— RECORDS SUPPLIED —
★ ★ ★
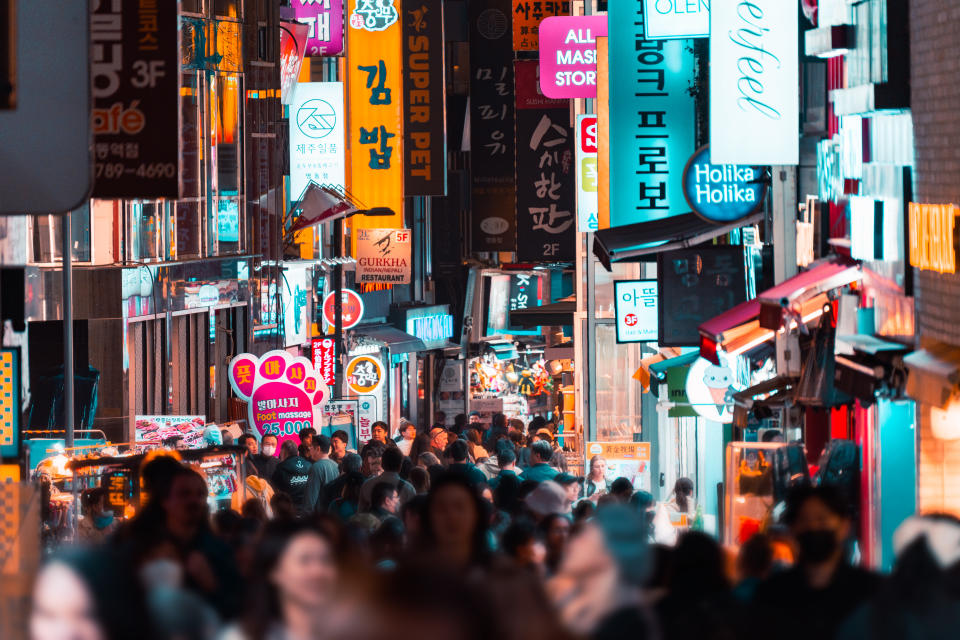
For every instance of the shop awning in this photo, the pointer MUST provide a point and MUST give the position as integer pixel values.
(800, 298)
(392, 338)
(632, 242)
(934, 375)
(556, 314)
★ ★ ★
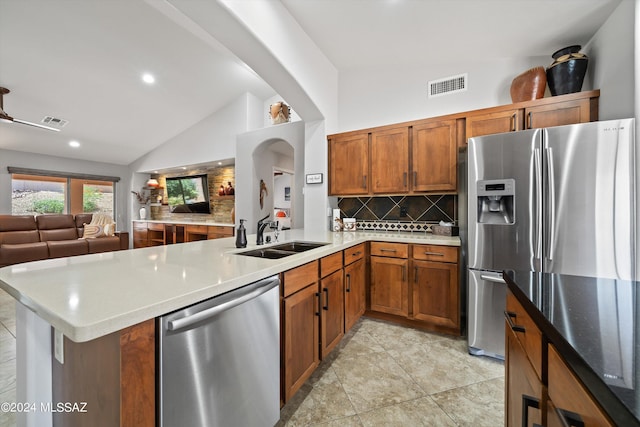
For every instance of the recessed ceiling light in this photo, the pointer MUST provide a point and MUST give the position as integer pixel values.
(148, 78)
★ ★ ★
— EXERCISE DESCRIPTION —
Count the lines in the records above that contain the word "instance", matching case exactly. Reply with the number alone.

— ANSWER TO THIS EXERCISE —
2